━━━━━ Extract

Database Design and Identity: A Compromised Infrastructure

paper, specified "long paper"
  1. 1. Amy Earhart

    Texas A&M University

Work text
This plain text was ingested for the purpose of full-text search, not to preserve original formatting or readability. For the most complete copy, refer to the original conference program.

This paper will address issues of representing identity in databases, with a particular focus on Asian identities. Identity, such as that the conference theme defines, is often far more diverse and fluid than what a binary technology tool might represent. Utilizing the Database of African American and Predominantly White American Literature Anthologies or DALA, a database of 100 years of American and African American literature anthologies, constructed to investigate questions of identity and representation, this paper calls for theory-based, historically aware, transparent approaches to encoding identity in dh tools like the database.
Dh projects are increasingly interested in representing identity across time, whether through analysis of census data, historical records, or literary history. Much of this work is completed using databases, with human bodies turned into binary data points contained within rigid columns, a method that is resistance to contemporary theorization of identity. This project is informed by the growing wealth of scholarship produced by algorithmic bias scholars who have been attentive to the nuances of race and gender within technological infrastructures (Noble 2018, Benjamin 2019, McIlwain 2020, Brock 2020, Steele 2021, Womack 2022?), working across issues from social justice, algorithmic bias, surveillance, and social media. Information studies also offers analysis that we might use to address bias (Drabinski 2013, Block 2020). While DAAPWALA provides interesting results, it is, in many ways, designed as a project to test how a database might use categories of identity in transparent ways, modeling both problems and possibilities within a system that is insistent upon the binary. As Tara McPherson has argued, the best digital database projects: “…wield technology against its positivist self, foregrounding the work of the interface and refusing an easy transparency and corporate tenents of ‘good’ design via the template” (2015, 495).? It is this uneasiness that I hope to explore in the paper, designed to begin a conversation within the digital humanities community about best practices for encoding identity.

━━━━━━━━━━
━━━━━ Extracted entries

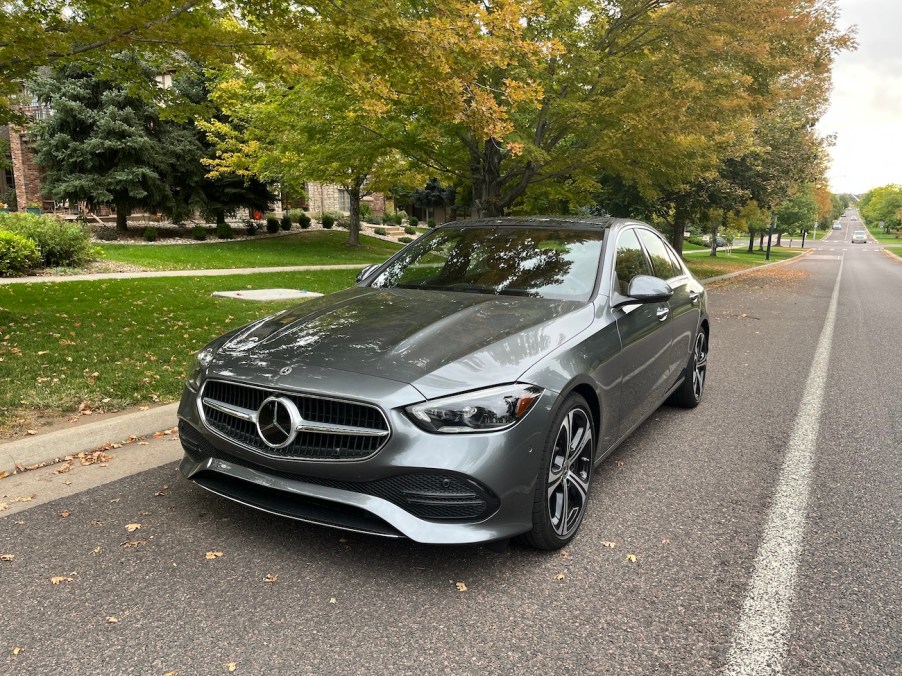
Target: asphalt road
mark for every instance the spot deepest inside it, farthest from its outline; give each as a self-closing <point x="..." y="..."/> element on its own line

━━━━━━━━━━
━━━━━ Extracted entries

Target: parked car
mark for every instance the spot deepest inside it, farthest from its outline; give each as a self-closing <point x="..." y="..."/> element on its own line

━━━━━━━━━━
━━━━━ Extracted entries

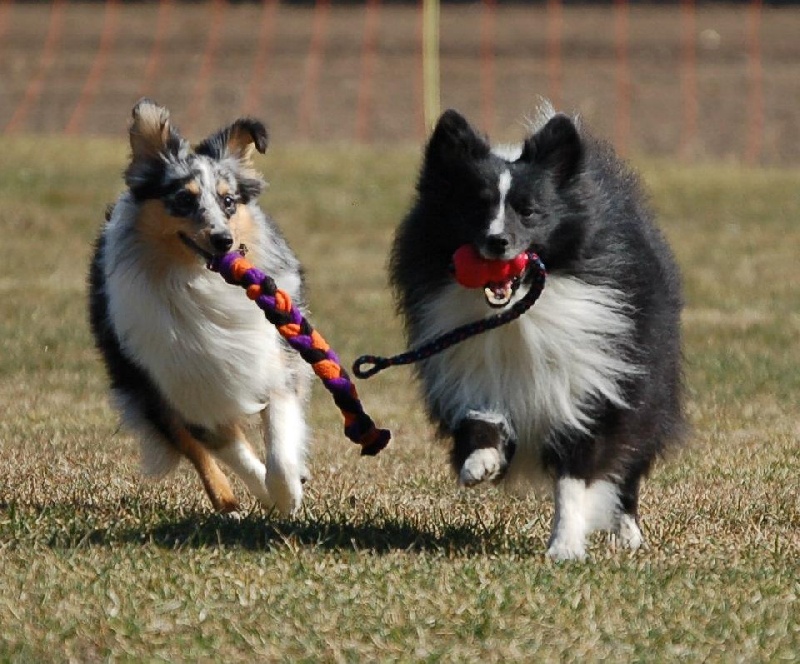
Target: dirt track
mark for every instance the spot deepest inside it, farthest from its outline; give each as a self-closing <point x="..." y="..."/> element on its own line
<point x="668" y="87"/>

━━━━━━━━━━

Directive 1:
For each statement about the abstract on database design and identity, answer yes or no, and quote the words of the abstract that decide it.
(a) The database covers 100 years of American and African American literature anthologies.
(b) The paper gives particular attention to Latin American identities.
(c) Information studies is named as a source of analysis for addressing bias.
Directive 2:
Pick out every line in the entries that contains the string "Target", and copy each of those lines.
The abstract and the entries were drawn from separate sources.

Exercise output 1:
(a) Yes: "a database of 100 years of American and African American literature anthologies"
(b) No: "with a particular focus on Asian identities"
(c) Yes: "Information studies also offers analysis that we might use to address bias"

Exercise output 2:
Target: asphalt road
Target: parked car
Target: dirt track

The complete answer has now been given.